Copy out all the lines of the data that hold the word "fanned".

**Natural-language object grounding data:**
⁂

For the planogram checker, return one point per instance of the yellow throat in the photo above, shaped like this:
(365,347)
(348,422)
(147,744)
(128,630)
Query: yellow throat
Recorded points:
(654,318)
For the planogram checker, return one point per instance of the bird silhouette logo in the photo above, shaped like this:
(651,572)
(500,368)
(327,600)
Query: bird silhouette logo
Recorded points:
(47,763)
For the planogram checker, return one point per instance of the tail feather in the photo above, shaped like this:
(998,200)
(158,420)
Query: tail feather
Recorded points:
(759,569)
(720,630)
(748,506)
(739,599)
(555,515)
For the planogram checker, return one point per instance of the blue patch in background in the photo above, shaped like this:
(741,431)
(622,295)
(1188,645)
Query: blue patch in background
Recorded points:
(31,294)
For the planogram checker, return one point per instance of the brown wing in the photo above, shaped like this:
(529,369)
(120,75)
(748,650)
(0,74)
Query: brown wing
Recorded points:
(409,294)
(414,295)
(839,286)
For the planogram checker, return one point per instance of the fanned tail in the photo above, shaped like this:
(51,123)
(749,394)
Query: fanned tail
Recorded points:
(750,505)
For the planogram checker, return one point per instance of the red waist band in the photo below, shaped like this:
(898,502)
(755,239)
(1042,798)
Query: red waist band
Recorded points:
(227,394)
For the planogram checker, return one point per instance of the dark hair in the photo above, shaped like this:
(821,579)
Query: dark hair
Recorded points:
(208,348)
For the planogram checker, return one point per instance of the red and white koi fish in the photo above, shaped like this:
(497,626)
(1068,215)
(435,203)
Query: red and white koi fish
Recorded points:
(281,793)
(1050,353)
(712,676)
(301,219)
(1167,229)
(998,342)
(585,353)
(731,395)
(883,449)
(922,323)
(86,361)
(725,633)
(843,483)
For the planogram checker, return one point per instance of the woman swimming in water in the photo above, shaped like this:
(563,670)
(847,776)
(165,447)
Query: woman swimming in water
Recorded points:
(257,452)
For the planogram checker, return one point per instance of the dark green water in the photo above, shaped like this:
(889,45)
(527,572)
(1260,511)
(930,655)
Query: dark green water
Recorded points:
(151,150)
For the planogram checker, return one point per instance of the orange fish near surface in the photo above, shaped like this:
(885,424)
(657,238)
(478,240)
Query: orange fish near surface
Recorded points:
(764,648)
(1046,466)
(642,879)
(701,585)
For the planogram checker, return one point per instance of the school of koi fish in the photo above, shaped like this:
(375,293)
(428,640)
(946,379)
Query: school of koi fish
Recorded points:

⁂

**Exercise solution:**
For the planogram checker, return one point per instance of the fanned tail in the photo above, shaped like this:
Query: fanned tail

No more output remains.